- [Work to complete] Locate the line that contains "Task: for the greenhouse-bench survey, tag the blurred", then copy it and all later lines of the data below exactly, through the last one.

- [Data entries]
__________

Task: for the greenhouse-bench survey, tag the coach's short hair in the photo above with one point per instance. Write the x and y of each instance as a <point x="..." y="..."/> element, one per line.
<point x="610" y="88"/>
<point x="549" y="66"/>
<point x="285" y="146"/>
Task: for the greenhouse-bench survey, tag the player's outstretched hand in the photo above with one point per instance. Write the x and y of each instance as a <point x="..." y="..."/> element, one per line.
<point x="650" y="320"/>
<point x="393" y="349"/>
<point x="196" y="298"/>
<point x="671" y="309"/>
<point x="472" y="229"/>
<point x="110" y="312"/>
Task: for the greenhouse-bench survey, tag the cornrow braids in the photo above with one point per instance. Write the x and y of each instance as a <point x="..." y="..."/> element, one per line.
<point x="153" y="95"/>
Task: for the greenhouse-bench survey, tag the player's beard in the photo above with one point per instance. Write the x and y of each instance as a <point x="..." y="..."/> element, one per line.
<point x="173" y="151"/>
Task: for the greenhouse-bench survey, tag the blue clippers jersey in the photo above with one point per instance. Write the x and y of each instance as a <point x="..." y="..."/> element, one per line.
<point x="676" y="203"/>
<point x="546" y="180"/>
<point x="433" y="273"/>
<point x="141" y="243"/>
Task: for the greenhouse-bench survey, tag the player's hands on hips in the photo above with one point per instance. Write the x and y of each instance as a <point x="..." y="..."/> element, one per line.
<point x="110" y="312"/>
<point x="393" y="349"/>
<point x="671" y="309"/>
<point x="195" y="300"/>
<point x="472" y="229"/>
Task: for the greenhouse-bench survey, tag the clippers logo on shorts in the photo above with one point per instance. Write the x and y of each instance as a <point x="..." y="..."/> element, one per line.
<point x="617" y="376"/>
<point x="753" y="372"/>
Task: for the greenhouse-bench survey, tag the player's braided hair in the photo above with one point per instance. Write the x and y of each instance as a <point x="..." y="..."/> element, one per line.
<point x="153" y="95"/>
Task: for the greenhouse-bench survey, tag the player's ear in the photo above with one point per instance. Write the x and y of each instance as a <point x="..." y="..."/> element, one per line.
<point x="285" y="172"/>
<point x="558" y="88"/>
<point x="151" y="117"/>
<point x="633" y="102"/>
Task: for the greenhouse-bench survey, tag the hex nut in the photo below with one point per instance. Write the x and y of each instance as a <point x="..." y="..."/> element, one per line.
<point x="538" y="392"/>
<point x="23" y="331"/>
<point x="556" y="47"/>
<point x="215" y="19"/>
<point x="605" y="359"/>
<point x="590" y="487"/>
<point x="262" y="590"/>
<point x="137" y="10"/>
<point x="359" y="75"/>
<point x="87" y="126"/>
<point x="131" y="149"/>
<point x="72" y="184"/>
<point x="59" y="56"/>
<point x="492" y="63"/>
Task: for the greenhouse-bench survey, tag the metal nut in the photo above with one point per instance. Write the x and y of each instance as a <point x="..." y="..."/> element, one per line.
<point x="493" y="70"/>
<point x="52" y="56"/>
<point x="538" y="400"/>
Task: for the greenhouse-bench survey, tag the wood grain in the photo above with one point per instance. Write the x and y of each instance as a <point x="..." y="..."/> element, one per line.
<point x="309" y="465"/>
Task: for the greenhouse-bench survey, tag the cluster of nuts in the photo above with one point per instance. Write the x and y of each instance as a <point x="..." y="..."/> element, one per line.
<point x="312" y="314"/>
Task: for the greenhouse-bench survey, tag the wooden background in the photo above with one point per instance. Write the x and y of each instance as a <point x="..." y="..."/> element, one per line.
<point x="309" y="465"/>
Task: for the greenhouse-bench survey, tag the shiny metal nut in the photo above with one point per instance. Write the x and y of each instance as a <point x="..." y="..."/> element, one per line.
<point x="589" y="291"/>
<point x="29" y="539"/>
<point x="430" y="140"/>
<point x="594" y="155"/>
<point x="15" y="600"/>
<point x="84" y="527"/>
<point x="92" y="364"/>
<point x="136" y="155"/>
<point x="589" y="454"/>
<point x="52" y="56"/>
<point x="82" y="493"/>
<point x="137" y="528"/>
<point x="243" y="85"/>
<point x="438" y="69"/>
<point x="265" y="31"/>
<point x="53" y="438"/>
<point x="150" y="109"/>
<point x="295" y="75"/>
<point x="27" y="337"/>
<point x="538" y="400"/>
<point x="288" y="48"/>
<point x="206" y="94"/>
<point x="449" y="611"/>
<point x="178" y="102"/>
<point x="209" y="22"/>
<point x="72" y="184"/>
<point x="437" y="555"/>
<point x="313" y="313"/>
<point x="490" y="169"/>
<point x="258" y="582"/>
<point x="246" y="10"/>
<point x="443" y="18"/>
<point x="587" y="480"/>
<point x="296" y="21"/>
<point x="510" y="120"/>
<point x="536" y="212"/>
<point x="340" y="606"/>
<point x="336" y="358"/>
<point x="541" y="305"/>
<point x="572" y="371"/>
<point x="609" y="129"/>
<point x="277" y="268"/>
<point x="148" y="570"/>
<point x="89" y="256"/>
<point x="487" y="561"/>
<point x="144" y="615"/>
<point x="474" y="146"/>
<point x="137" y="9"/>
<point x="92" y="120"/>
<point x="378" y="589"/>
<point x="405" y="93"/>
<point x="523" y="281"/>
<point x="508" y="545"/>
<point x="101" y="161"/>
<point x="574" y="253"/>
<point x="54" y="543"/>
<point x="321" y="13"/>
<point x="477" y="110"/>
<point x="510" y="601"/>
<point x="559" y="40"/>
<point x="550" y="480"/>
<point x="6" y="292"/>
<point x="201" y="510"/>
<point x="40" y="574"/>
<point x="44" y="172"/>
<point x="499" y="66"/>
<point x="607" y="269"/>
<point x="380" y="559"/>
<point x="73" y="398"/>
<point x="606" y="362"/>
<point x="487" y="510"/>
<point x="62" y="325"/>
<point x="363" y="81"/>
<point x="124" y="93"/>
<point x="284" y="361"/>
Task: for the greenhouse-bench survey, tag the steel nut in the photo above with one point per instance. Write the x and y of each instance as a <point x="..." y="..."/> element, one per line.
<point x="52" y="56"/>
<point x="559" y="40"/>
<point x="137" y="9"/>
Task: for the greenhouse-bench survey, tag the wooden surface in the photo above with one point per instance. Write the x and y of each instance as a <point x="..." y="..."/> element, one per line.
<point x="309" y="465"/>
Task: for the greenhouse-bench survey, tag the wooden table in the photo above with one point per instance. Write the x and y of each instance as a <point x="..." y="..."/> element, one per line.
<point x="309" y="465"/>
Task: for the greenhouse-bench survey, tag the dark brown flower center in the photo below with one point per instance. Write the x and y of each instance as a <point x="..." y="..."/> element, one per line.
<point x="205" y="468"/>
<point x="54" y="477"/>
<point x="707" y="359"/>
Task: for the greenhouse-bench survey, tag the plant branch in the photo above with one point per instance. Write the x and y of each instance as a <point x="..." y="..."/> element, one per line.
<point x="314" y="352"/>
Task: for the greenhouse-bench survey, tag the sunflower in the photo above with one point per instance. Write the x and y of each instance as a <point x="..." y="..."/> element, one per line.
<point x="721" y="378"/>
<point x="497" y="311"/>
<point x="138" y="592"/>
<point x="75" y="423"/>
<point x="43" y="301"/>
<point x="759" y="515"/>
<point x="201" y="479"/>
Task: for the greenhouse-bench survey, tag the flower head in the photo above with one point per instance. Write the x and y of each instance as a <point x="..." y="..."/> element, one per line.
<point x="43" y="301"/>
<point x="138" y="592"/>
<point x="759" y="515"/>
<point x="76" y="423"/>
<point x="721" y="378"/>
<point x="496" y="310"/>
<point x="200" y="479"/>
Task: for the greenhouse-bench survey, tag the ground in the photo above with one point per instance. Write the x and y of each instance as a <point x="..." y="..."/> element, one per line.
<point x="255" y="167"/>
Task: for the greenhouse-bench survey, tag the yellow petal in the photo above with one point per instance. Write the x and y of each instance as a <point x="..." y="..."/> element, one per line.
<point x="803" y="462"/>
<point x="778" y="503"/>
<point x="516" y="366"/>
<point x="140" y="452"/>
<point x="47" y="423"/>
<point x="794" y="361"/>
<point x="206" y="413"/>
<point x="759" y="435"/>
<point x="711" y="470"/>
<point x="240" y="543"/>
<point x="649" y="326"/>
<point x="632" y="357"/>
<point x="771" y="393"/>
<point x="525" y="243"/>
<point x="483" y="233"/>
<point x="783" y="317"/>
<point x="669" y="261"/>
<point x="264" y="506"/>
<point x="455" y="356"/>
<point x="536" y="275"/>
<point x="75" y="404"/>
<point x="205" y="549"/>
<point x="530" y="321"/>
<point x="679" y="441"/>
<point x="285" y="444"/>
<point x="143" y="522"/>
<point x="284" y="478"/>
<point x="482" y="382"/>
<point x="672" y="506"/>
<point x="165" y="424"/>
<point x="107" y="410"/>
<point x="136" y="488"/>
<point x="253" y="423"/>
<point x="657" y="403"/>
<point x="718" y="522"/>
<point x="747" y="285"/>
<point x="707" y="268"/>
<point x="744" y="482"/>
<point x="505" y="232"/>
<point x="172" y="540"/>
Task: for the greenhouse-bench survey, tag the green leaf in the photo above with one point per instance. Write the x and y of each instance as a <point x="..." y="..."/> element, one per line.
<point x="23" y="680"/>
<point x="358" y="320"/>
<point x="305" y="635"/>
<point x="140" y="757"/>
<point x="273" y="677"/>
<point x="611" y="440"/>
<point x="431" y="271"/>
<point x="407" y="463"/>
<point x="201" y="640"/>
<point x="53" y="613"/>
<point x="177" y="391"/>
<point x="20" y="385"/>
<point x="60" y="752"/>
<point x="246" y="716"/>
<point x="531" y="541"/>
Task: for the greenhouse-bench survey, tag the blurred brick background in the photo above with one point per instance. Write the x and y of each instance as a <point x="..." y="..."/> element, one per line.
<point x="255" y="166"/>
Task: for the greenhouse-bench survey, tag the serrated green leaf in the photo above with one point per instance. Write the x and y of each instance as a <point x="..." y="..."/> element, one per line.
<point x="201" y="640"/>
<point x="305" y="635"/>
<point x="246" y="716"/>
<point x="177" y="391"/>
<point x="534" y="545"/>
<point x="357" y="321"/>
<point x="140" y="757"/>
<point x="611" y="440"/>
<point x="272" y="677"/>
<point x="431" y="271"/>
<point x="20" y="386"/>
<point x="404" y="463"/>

__________

- [Solved exercise]
Task: for the greenhouse-bench survey, tag the blurred brick background in the photo above with one point per instance. Write the x and y of each instance as a <point x="..." y="..."/> element, one per line.
<point x="255" y="166"/>
Task: for the greenhouse-bench survey, tag the serrated green leaf in the photo above with one point per instance. Write the x and y of each instance as a <point x="..." y="..."/> element, one per line.
<point x="201" y="640"/>
<point x="305" y="635"/>
<point x="246" y="716"/>
<point x="177" y="391"/>
<point x="534" y="545"/>
<point x="357" y="321"/>
<point x="140" y="757"/>
<point x="611" y="440"/>
<point x="272" y="677"/>
<point x="431" y="271"/>
<point x="20" y="386"/>
<point x="404" y="463"/>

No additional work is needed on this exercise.